● Dataset records:
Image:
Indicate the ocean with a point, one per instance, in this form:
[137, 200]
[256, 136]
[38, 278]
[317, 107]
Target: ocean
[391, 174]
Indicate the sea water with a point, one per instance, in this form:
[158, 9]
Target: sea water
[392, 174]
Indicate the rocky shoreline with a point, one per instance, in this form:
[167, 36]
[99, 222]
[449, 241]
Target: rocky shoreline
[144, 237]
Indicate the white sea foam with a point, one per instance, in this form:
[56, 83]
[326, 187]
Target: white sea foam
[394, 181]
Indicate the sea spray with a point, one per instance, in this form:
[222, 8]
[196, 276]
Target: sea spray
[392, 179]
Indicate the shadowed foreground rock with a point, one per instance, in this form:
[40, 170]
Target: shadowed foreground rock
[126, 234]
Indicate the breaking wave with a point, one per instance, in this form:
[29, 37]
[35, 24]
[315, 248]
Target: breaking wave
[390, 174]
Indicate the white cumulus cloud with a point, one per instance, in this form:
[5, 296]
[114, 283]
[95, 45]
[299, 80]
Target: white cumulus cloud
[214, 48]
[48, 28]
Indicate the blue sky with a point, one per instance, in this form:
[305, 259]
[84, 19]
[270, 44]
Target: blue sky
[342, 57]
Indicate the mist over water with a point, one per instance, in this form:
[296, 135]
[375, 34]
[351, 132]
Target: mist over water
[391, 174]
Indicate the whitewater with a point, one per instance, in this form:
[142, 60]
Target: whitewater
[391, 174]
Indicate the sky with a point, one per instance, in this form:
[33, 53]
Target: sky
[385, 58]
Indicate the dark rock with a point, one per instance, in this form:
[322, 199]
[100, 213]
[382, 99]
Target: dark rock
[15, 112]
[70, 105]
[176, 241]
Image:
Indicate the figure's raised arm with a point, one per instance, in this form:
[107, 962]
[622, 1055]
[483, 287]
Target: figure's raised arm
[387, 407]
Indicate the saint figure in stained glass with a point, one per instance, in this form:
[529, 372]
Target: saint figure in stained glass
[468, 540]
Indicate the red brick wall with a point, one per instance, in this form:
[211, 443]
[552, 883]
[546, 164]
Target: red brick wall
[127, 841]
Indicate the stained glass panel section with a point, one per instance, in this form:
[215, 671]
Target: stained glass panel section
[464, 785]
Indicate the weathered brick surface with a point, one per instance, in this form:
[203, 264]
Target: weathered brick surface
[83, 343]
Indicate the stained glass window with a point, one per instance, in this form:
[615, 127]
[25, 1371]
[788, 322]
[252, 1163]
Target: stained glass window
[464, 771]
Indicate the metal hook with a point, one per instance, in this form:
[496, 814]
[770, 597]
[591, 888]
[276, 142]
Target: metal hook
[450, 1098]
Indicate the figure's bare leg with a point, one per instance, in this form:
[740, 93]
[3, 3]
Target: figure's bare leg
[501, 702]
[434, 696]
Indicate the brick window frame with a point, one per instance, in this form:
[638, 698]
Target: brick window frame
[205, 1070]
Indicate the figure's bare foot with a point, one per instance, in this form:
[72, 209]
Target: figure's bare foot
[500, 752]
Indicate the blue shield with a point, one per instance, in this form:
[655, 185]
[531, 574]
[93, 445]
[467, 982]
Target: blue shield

● Task: Copy every item above word for word, keeping each line as it is.

● Output below:
Image:
Indicate the ocean with a point, one per instance, in this form:
[137, 200]
[256, 136]
[38, 278]
[317, 107]
Target: ocean
[391, 174]
Indicate the sea water with a point, one per instance, in this form:
[158, 9]
Target: sea water
[392, 174]
Indicate the rocky shoreline with a point, one per instance, in this form:
[167, 36]
[99, 222]
[449, 241]
Target: rocky shoreline
[144, 237]
Indicate the white sea foam with a point, one per instance, in this form:
[56, 83]
[326, 187]
Target: white sea foam
[394, 181]
Indicate the sea spray with a point, one per instance, in this form:
[222, 8]
[196, 276]
Target: sea spray
[392, 179]
Indicate the shadowed foreground rock with a point, one per instance, in this form:
[40, 170]
Target: shadowed foreground rock
[126, 234]
Indicate the breaking wave with a point, one per instance, in this form:
[29, 37]
[35, 24]
[315, 248]
Target: breaking wave
[390, 174]
Indicate the white cumulus cloud with a point, one per instance, in this form:
[5, 296]
[114, 283]
[95, 45]
[299, 80]
Target: white cumulus cloud
[214, 48]
[48, 28]
Indicate the blue sky with a point, one per instance, in this form:
[305, 259]
[84, 19]
[270, 44]
Target: blue sky
[342, 57]
Indicate the mist over water with a point, one per instance, in this form:
[296, 135]
[375, 34]
[351, 132]
Target: mist over water
[391, 174]
Indicate the whitewater with a point, one per instance, in this form:
[142, 60]
Target: whitewater
[391, 174]
Indicate the sky with a point, one per instance, in this form:
[33, 53]
Target: sky
[385, 58]
Indicate the dark rock with a point, one per instance, in this form:
[322, 199]
[100, 213]
[382, 99]
Target: dark rock
[15, 112]
[70, 105]
[176, 241]
Image:
Indicate the figure's raised arm with a point, one per instance, in this form:
[107, 962]
[622, 1055]
[483, 287]
Target: figure's raised arm
[387, 407]
Indicate the saint figure in stained glass with a point, one per instance, in this form:
[529, 372]
Target: saint figure in stained glass
[468, 540]
Indicate the red brick wall with a point, one per instance, in this form:
[211, 443]
[552, 883]
[546, 164]
Target: red brick wall
[127, 841]
Indicate the stained glass panel section with a point, one per instance, in this form:
[215, 671]
Target: stained glass panel section
[464, 785]
Indicate the weathered brick surface with a point, one per instance, in this form:
[203, 264]
Target: weathered brick surface
[83, 343]
Indicate the stained glass window with a point, one per instance, in this form:
[615, 127]
[25, 1371]
[788, 322]
[252, 1163]
Target: stained glass window
[464, 771]
Indicate the metal hook with a point, one per instance, in this form:
[496, 814]
[770, 597]
[591, 888]
[276, 142]
Target: metal hook
[450, 1098]
Indicate the figure's bare leg with a point, one per instance, in this form:
[740, 93]
[3, 3]
Target: figure's bare leg
[501, 702]
[434, 696]
Indicate the brick window frame with a point, one per instance, in this form:
[638, 698]
Target: brick window frame
[205, 1070]
Indicate the figure's bare foot with a point, one per instance, in this form:
[72, 209]
Target: figure's bare foot
[500, 752]
Indicate the blue shield with a point, one per instance, in this form:
[655, 185]
[531, 574]
[93, 445]
[467, 982]
Target: blue shield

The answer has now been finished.